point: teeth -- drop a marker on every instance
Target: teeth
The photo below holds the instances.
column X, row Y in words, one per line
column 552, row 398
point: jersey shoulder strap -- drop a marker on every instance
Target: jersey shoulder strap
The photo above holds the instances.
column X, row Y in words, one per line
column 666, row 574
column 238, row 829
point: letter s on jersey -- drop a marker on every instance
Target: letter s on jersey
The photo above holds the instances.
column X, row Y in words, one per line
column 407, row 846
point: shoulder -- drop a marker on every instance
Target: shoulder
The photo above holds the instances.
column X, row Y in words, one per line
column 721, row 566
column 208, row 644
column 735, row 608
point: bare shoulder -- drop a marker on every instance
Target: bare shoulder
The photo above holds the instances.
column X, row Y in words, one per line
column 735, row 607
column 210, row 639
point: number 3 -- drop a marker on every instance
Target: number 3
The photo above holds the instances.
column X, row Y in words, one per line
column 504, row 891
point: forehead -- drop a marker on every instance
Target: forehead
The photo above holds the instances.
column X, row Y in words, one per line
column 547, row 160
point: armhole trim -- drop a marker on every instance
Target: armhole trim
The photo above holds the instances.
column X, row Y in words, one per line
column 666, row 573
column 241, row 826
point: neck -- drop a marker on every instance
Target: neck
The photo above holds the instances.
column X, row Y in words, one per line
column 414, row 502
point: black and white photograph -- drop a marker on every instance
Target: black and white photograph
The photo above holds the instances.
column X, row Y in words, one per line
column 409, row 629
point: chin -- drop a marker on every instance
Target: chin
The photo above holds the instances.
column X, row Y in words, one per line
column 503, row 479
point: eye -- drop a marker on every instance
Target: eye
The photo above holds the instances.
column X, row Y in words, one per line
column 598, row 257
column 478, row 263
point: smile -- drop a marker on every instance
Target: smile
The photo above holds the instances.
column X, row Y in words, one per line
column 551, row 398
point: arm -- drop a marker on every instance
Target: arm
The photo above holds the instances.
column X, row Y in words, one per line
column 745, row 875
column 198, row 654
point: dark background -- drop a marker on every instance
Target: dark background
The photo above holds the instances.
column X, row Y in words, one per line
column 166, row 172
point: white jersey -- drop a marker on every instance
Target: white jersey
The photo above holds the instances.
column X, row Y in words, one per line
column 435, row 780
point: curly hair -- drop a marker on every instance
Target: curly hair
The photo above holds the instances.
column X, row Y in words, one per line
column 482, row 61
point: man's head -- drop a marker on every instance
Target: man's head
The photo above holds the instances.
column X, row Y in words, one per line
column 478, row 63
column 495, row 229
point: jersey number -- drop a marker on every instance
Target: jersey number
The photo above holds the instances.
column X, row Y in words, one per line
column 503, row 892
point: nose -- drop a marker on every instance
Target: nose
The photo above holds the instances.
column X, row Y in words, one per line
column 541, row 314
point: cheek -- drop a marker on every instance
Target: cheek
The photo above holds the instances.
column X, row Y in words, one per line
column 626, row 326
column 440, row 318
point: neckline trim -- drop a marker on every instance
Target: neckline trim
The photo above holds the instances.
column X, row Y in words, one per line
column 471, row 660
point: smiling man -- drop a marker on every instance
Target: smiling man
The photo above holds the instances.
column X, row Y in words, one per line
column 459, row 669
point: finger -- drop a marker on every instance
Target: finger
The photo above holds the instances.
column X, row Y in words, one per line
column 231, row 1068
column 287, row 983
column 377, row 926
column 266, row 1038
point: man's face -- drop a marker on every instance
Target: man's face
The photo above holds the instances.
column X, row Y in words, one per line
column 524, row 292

——

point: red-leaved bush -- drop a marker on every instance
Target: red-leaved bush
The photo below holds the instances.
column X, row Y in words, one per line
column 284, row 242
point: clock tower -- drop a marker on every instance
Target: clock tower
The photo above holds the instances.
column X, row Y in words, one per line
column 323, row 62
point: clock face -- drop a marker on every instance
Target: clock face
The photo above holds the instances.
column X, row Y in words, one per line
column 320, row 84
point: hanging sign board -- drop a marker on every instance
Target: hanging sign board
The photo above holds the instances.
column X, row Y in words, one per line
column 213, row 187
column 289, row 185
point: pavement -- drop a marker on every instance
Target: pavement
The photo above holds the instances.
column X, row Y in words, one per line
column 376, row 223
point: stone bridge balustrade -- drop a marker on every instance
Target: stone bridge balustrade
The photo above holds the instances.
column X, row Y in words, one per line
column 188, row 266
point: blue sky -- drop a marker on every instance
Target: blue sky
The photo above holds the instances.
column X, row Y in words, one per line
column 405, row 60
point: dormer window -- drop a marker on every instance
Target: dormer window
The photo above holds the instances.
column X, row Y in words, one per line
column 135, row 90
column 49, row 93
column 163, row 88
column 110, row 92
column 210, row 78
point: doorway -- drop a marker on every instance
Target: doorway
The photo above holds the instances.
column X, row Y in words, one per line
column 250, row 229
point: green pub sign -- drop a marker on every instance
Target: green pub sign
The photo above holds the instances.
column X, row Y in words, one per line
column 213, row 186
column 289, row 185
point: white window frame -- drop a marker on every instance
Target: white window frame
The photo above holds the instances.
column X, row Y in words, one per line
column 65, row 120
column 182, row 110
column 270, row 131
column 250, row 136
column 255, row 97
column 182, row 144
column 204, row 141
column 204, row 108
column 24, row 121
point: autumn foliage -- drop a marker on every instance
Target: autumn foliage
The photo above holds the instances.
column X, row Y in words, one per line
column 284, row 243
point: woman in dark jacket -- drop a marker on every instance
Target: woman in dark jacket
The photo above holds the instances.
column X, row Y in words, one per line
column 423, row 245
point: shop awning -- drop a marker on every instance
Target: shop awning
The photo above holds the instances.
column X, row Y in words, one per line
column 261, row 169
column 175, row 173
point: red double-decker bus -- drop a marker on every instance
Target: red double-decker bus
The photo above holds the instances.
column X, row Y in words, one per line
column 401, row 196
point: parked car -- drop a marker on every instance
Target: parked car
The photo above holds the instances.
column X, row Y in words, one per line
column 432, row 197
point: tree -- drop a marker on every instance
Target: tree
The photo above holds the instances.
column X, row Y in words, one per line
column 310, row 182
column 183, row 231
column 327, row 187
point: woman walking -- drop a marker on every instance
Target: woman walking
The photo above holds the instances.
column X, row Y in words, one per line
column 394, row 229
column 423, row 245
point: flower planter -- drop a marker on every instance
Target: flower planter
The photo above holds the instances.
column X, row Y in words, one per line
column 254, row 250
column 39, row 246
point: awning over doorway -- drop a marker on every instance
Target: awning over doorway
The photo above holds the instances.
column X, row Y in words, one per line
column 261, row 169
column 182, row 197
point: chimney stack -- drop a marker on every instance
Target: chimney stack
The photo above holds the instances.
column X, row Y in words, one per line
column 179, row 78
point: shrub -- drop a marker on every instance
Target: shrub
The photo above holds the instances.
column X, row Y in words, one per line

——

Pull out every line in the material above where "nose" occurs.

point: nose -- drop a marker on every instance
Target: nose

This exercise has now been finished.